PROVIDED DATA –
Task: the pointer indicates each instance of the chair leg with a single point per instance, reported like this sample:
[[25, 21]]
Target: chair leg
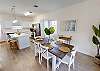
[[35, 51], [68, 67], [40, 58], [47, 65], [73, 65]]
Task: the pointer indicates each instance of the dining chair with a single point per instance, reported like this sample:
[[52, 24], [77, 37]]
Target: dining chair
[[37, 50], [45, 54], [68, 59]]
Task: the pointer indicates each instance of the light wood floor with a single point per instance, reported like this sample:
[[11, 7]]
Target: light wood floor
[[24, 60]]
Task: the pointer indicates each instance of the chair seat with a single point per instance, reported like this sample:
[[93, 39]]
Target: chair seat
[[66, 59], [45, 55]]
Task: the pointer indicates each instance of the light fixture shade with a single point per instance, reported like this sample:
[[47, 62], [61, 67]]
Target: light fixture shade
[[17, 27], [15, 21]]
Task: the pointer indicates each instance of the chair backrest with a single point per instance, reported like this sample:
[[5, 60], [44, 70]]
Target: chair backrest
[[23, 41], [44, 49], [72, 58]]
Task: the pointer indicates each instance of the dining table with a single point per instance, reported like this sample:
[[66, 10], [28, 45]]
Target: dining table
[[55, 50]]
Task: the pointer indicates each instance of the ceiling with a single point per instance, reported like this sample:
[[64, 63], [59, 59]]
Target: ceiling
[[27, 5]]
...
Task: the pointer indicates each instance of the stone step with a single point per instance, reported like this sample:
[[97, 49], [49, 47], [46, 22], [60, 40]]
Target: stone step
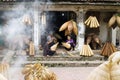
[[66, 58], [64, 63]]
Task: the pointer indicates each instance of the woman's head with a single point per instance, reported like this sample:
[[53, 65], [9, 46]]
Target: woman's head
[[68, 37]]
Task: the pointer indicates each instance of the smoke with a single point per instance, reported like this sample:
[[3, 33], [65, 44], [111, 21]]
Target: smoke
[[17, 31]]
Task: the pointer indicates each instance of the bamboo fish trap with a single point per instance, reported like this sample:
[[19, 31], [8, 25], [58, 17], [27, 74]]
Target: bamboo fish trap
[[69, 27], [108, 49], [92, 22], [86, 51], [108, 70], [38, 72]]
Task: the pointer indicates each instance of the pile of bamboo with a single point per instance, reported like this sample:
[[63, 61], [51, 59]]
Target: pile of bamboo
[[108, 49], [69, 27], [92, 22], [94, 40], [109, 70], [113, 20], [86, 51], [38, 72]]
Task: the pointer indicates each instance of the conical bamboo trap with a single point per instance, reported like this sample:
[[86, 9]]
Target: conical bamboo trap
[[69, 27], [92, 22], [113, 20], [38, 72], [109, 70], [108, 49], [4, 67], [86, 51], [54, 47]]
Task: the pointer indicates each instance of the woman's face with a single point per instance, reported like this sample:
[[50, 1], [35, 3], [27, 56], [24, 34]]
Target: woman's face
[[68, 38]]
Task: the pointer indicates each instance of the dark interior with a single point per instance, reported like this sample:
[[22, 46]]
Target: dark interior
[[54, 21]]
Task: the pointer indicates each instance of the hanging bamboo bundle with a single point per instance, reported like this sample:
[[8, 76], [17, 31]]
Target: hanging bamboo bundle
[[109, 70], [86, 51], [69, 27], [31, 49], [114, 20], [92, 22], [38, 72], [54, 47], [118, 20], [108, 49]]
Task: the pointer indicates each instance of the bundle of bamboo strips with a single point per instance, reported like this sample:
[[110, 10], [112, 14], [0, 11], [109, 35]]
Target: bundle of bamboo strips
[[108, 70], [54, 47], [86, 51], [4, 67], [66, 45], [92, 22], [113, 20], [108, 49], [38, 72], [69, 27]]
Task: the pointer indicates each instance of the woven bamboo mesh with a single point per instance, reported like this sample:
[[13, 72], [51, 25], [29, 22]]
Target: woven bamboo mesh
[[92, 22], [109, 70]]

WHAT NEEDS TO BE DONE –
Lay out the items above as a numbered list. Begin at the line that has "Task: the pointer indicates each instance of the stone", stop after the line that has "51], [38, 72]]", skip blank lines, and leave the pictures out.

OUTPUT BELOW –
1. Task: the pointer indicates each instance of the stone step with a single point per instance, reported like this sample:
2. [[97, 49], [49, 47], [46, 22], [60, 40]]
3. Target: stone step
4. [[66, 58], [64, 63]]
5. Task: the pointer indicates each instance of the woman's head with a single point per instance, reported like this sample:
6. [[53, 65], [9, 46]]
7. Target: woman's head
8. [[68, 37]]
9. Task: the pointer indicates each instance of the smoke with a single point per instance, reported like this sample:
10. [[3, 33], [65, 44], [111, 21]]
11. Target: smoke
12. [[17, 31]]
13. Task: the pointer indicates each instance of the bamboo fish trap with a single point per instance, reported like this sample:
14. [[19, 31], [8, 25], [58, 17], [27, 74]]
15. Target: bamboo fish trap
16. [[69, 27], [108, 49], [92, 22], [86, 51], [108, 70], [38, 72]]
17. Task: the pointer indicates each instance of the pile of bamboo with a single point per instance, reported like this sample:
18. [[63, 61], [51, 59]]
19. Target: pile of bamboo
20. [[108, 49], [69, 27], [92, 22], [94, 40], [109, 70], [113, 20], [86, 51], [38, 72]]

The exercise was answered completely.